| RECORD LIST |
+---+
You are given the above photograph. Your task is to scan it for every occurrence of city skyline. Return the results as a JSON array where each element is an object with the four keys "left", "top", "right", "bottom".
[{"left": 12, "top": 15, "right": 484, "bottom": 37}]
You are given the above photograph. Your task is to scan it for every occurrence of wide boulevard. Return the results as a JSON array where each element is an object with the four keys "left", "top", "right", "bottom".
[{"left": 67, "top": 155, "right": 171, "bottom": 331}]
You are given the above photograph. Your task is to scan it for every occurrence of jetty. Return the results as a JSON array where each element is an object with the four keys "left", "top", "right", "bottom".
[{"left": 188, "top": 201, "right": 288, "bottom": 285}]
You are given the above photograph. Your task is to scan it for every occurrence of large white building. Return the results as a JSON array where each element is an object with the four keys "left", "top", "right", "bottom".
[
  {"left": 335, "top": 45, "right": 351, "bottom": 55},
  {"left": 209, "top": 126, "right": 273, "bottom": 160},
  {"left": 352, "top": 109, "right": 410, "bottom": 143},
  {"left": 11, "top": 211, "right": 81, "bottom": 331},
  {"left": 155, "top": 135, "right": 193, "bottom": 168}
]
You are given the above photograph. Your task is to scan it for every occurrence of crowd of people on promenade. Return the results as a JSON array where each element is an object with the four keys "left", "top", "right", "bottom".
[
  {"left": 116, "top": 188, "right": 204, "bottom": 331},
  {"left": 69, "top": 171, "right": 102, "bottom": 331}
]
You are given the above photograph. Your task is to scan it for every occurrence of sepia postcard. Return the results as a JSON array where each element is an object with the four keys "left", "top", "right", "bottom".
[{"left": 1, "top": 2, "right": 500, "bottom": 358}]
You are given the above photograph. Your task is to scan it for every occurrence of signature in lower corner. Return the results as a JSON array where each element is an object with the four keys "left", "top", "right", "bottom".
+---+
| WORK INSTRUCTIONS |
Return every line of the records above that contains the string "array", copied unchanged. Case counts.

| WORKED SOLUTION |
You are given the above photograph. Your task is to scan it for every occurrence of city skyline. Return the results as a JSON array where each element is an object with the four keys "left", "top", "right", "bottom".
You are given the above photograph. Your task is to scan it for every occurrence of wide boulevard. Return the results as a JSON array where each element is an object with the four keys "left", "top", "right", "bottom".
You are given the above photograph. Your task is to scan it for every occurrence of jetty. Return the results as a JSON array where each element is an object with the four keys "left", "top", "right", "bottom".
You are given the above photograph. Your task is to scan it for every occurrence of large white building. Return the results as a JSON array where each element is an object with the four keys "left", "top", "right", "bottom".
You are given the above photograph. Your task is to scan it for every occurrence of crowd of people on promenade. Return the results as a JSON array where each element is an object with the four keys "left", "top", "right", "bottom".
You are given the above photograph. Your task is to scan it for every occurrence of sepia postcard. Return the results as a JSON array where each element is an object with the four keys "left", "top", "right", "bottom".
You are given the above photograph. Your task is to scan it for every occurrence of signature in lower corner. Return the results as a JSON array where each element is an object with the four keys "left", "top", "right", "bottom".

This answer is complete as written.